BEGIN TEXT BLOCK

The Colorado Innocence Project is getting a new home, moving from the Denver office of Arnold & Porter to the Clinical Education Program at Colorado Law.

The Project identifies individuals with colorable claims, and ensures that counsel is appointed to assist these individuals, per Colorado law. The Project also uses volunteer investigators and lawyers to assist the inmates directly.

Jim Scarboro ‘70 has been the driving force behind efforts to identify and assist Colorado prisoners making claims of innocence despite having been convicted and exhausted the normal appellate processes. Because Scarboro is reducing his active role at Arnold & Porter, and suggested making Colorado Law the new home. Professor Ann England and Professor Pat Furman ’80, with the approval of Dean David Getches and Clinical Education Director Deb Cantrell, agreed to take on the responsibility of continuing the work of the Project. 

Professor Furman cites the universal importance of the Innocence Project in an article in the September 2003 issue of The Colorado Lawyer. He says, “It concerns anyone who cares about law enforcement and public safety. For every innocent person wrongfully convicted, a guilty person roams free.”

Current law students in Colorado Law’s clinics will help to review the initial inquiries, send, receive and evaluate the formal applications, speak with trial and appellate counsel, review counsel’s files and court transcripts and consider the applicability of new forensic techniques (including, but not limited to, DNA testing). 

Clinic students also are helping to finish the transfer of operations to Boulder. It is hoped that the Innocence Project will be up and running at its new home by the end of the spring 2010 semester.

END TEXT BLOCK

* WORK ORDER
Reproduce, word for word, the part of the Innocence Project text that opens with the words containing "The Project identifies" and closes with "the inmates directly.". The text can be used without the records that come after it.

BEGIN PROVIDED DATA

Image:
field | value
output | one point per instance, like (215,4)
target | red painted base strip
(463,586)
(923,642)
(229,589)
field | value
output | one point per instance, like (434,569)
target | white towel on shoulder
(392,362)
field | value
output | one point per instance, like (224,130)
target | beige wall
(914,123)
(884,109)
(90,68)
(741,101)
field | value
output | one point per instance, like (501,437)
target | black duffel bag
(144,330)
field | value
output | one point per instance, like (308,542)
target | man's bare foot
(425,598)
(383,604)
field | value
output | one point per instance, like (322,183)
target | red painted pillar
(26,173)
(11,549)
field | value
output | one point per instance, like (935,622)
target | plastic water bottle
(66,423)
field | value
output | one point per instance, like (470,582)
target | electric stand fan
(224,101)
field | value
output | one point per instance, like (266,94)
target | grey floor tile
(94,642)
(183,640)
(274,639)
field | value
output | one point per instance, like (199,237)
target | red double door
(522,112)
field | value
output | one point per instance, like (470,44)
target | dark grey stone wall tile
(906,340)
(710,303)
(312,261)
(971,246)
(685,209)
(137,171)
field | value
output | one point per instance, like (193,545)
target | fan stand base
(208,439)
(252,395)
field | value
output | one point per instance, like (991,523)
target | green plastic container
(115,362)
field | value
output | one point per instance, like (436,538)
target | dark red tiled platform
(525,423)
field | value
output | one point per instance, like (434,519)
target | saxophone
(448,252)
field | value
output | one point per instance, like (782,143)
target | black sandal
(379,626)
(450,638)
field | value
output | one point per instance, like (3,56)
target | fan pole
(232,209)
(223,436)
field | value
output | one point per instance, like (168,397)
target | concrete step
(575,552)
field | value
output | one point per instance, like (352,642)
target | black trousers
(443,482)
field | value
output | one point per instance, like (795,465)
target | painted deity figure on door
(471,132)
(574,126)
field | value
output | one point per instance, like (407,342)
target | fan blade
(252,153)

END PROVIDED DATA

* WORKED SOLUTION
The Project identifies individuals with colorable claims, and ensures that counsel is appointed to assist these individuals, per Colorado law. The Project also uses volunteer investigators and lawyers to assist the inmates directly.